Records:
--- BEGIN ---

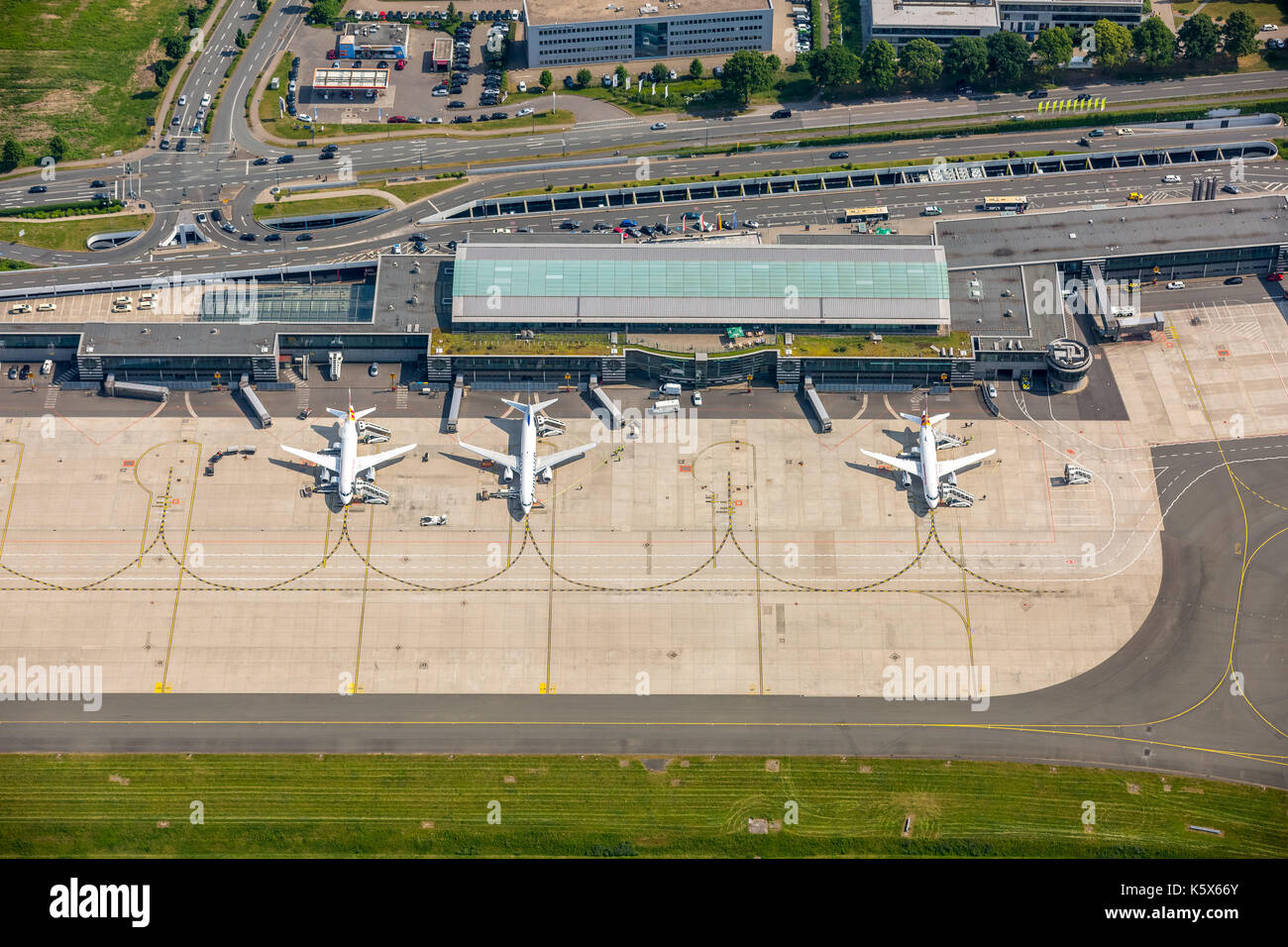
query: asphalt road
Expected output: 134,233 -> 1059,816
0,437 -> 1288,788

--- END ---
--- BEGIN ---

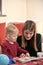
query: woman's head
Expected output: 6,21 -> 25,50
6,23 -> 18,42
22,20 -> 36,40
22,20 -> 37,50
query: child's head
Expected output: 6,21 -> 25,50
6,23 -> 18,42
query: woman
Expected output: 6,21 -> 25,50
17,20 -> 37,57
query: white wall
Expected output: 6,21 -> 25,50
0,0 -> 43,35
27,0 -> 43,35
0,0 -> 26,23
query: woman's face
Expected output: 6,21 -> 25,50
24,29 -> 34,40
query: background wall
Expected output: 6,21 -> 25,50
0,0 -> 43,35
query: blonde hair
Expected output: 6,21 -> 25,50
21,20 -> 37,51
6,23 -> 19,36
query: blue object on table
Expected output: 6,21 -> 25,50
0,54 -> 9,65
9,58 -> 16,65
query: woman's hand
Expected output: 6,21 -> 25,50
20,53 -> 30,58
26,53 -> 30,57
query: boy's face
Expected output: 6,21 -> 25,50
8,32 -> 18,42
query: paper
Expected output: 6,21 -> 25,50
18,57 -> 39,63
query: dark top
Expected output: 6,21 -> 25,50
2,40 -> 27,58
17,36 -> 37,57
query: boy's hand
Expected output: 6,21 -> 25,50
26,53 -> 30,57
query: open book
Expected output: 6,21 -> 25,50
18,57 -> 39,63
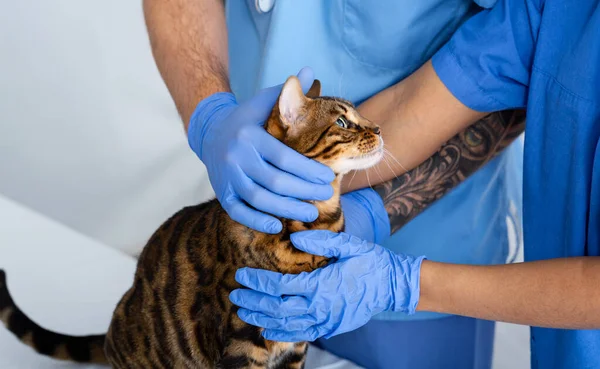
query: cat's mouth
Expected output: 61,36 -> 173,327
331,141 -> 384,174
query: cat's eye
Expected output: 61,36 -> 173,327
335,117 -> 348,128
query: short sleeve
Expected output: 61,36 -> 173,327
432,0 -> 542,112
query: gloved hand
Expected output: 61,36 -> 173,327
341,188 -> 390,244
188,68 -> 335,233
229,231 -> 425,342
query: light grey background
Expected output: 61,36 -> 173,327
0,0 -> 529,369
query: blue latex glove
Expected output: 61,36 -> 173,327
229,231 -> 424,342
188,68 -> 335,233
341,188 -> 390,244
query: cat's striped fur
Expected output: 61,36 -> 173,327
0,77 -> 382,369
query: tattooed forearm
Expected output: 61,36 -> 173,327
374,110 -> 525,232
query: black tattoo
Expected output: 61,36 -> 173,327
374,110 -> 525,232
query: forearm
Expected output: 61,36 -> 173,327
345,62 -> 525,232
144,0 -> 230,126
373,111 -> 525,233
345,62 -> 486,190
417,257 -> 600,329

--- END ---

Exercise prompt:
Write out the lines of the items above exactly, starting at the line containing "query: asphalt road" and ending at the line containing "0,437 -> 1288,788", with both of those lines included.

Problem solution:
query: asphalt road
Expected output: 134,233 -> 1059,816
0,437 -> 1288,788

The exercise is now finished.